• Job:
In the rows below, write out word for word everything between the row containing "canopy has been boxed. Return all bounding boxes." and the row containing "[286,97,293,137]", inclusive.

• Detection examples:
★ ★ ★ ★ ★ ★ ★
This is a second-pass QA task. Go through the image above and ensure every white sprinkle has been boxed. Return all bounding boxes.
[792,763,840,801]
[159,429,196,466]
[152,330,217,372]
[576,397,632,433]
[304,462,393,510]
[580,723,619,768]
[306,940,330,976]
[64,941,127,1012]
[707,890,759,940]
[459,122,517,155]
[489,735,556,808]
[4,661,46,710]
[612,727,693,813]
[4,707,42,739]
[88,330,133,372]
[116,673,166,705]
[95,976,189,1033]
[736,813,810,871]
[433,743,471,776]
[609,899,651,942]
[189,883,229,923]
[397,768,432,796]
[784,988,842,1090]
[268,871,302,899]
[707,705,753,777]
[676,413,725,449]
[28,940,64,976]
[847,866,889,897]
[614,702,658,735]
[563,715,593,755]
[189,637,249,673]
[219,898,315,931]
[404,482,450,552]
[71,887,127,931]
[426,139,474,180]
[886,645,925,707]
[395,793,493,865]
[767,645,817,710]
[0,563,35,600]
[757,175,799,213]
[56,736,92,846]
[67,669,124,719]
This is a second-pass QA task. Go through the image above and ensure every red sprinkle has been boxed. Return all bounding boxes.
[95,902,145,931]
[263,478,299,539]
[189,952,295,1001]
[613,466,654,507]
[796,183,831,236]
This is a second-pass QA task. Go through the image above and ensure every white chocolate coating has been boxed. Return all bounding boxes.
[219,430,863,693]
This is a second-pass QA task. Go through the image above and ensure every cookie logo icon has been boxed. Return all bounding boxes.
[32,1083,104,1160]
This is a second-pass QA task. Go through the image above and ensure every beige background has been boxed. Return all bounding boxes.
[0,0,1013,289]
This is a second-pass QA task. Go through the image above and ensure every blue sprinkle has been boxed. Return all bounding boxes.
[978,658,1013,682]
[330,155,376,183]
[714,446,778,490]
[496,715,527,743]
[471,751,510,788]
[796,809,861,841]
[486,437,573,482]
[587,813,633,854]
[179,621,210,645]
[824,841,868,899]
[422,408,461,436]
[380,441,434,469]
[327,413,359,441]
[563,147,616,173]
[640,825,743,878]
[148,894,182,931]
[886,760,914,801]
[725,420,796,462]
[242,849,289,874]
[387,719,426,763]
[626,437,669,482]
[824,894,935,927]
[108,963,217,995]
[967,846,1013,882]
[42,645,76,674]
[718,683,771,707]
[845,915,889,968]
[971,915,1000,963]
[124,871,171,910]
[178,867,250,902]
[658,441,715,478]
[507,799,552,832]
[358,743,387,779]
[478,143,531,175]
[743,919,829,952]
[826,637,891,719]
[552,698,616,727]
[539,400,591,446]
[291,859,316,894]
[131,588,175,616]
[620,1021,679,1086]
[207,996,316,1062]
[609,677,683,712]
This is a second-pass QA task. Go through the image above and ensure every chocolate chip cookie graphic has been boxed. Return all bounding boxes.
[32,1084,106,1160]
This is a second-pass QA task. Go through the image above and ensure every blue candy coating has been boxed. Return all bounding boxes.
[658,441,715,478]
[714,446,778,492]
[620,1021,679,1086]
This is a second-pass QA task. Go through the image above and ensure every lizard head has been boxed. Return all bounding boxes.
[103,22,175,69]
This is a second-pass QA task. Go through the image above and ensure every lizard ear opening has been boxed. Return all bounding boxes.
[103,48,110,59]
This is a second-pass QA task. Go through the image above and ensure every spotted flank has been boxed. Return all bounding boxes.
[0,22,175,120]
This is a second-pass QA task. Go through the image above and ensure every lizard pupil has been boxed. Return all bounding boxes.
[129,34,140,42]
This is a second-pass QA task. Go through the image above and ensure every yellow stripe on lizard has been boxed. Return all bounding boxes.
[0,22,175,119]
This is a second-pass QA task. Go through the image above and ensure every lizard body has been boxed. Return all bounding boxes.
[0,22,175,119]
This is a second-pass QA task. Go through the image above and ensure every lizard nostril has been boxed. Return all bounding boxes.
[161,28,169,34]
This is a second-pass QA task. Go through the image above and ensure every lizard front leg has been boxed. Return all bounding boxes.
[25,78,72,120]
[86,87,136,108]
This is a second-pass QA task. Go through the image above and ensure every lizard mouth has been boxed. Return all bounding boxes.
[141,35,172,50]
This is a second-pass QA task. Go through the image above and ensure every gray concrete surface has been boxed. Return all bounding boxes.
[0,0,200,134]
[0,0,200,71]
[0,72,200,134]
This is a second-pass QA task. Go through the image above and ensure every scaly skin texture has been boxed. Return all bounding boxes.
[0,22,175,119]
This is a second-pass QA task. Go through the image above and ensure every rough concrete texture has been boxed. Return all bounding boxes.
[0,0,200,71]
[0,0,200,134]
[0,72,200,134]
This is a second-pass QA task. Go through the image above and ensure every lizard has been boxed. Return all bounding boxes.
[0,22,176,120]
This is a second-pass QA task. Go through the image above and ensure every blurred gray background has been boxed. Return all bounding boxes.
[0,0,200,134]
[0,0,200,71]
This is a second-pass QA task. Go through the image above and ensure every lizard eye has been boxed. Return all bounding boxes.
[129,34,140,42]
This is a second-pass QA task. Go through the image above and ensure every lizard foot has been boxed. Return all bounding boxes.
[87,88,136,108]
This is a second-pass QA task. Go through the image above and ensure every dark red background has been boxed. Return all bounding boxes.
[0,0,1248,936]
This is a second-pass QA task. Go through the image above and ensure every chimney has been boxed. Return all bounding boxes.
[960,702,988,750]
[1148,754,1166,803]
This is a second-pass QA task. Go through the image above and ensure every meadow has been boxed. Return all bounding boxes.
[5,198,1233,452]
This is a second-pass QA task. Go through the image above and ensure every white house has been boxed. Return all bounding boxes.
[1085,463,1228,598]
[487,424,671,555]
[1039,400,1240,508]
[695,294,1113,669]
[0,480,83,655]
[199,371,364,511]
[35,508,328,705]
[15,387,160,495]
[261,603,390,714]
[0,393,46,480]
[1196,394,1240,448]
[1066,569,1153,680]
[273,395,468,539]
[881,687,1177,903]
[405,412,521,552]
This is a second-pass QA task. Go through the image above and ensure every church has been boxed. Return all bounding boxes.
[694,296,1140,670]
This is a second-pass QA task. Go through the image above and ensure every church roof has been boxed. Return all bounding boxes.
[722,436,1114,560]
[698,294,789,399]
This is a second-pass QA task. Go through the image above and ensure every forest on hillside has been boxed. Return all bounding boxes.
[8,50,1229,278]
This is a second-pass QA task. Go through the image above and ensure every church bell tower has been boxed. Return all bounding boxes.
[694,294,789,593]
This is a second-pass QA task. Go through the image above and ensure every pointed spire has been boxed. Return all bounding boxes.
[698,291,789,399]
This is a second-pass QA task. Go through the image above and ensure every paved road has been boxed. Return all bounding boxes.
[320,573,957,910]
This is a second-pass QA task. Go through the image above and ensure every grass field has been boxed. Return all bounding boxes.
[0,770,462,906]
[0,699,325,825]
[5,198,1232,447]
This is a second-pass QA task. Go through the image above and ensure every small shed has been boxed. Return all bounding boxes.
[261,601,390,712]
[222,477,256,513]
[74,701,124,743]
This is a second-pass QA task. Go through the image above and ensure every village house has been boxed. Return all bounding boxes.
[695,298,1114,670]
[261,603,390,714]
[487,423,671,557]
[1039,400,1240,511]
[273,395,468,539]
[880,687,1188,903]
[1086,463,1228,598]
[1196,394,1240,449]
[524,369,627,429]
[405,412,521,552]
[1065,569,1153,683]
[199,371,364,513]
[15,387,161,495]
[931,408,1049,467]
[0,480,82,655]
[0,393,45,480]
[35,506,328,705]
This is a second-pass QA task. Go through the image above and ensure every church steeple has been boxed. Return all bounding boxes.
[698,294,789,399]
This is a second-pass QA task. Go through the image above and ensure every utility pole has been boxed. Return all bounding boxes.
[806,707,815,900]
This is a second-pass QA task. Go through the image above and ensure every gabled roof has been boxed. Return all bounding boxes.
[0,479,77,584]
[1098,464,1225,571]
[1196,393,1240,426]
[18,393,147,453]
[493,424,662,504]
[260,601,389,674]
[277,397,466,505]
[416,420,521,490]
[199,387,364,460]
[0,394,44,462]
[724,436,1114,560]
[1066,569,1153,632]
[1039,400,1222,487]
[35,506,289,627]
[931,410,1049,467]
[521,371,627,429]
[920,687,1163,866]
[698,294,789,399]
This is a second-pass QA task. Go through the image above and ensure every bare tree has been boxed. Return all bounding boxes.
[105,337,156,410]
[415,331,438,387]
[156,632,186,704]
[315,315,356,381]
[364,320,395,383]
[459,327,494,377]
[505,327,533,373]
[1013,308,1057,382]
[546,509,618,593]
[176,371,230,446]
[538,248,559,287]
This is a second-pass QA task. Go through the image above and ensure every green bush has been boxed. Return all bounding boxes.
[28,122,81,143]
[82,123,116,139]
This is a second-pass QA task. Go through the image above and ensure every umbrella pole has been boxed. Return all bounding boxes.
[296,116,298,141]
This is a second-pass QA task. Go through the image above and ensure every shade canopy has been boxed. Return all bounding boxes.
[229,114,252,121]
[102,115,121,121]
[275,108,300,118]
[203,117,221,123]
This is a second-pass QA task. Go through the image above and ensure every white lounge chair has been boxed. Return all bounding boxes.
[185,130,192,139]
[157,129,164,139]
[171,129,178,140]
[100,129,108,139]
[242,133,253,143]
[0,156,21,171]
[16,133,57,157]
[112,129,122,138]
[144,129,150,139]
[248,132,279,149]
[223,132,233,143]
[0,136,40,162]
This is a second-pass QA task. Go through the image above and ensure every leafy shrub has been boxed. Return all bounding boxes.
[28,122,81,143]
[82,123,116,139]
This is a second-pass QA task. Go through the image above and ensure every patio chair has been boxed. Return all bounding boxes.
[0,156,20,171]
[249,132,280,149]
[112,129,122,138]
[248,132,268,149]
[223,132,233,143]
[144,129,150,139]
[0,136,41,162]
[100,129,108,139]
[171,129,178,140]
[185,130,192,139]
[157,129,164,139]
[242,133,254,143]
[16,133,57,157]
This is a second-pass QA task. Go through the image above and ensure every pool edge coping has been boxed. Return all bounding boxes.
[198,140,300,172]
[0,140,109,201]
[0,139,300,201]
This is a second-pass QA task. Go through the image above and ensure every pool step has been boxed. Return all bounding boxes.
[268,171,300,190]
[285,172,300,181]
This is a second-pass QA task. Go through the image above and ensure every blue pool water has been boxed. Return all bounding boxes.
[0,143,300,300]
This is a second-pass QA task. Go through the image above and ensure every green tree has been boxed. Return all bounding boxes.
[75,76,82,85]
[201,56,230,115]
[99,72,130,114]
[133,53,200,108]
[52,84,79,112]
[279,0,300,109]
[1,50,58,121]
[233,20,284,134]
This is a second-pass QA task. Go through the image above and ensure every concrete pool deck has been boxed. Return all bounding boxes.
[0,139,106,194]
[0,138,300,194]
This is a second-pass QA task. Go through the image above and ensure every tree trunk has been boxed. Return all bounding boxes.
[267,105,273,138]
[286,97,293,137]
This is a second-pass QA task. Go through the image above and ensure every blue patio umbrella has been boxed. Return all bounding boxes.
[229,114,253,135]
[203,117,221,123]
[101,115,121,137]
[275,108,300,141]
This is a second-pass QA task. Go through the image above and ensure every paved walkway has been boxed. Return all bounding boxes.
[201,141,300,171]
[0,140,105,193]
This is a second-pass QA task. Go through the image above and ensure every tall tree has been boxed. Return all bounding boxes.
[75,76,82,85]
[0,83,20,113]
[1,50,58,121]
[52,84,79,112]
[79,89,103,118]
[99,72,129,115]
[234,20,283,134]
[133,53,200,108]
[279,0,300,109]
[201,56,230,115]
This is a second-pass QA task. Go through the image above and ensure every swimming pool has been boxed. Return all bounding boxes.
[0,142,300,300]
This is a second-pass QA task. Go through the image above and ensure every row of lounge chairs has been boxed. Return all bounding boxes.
★ ★ ★ ★ ★ ★ ★
• Result of this task:
This is a second-pass QA task. Go through the image above and ensure every shade canopy has been boxed. Return all bounding boxes.
[229,114,252,121]
[102,115,121,121]
[275,108,300,118]
[203,117,221,123]
This is a second-pass QA task. Go through the image above and ensure every white lounge chair has been boxed. Return all bounding boxes.
[185,130,192,139]
[157,129,164,139]
[171,129,178,140]
[100,129,108,139]
[242,133,253,143]
[0,156,21,171]
[16,133,57,157]
[112,129,122,138]
[144,129,150,139]
[248,132,279,149]
[223,132,233,143]
[0,136,40,162]
This is a second-pass QA task. Go through the image above and ensure every leafy shrub has been boxed. Return all bounding boxes.
[28,122,81,143]
[82,123,116,139]
This is a second-pass QA task. Go through the image above and ensure every patio chair has been boxed. Return all bounding boxes.
[0,156,20,171]
[249,132,280,149]
[112,129,122,138]
[248,132,268,149]
[223,132,233,143]
[144,129,150,139]
[0,136,41,162]
[100,129,108,139]
[171,129,178,140]
[185,130,192,139]
[157,129,164,139]
[242,133,254,143]
[16,133,57,157]
This is a second-pass QA task. Go through the image above and ensure every pool edge coping has been boxed. Return all bounding boxes.
[198,140,300,172]
[0,140,109,201]
[0,139,300,201]
This is a second-pass QA task. Go through the image above and ensure every pool step has been boxed. Return all bounding boxes.
[268,171,300,190]
[285,172,300,181]
This is a second-pass QA task. Go through the image above and ensure every blue pool water has been boxed. Return all bounding boxes.
[0,143,300,300]
This is a second-pass QA task. Go through the image above and ensure every green tree has been boxed. Return all bounding boxes.
[75,76,82,85]
[201,56,230,115]
[99,72,130,114]
[133,53,200,108]
[52,84,79,112]
[279,0,300,109]
[1,50,58,121]
[233,20,284,134]
This is a second-pass QA task. Go through the image above and ensure every concrete pool deck has been boxed. Return all bounding boxes.
[0,139,106,194]
[0,138,300,194]
This is a second-pass QA task. Go through the image above and ensure every tree trunk has been boxed. Return all bounding boxes.
[267,105,273,138]
[286,97,293,137]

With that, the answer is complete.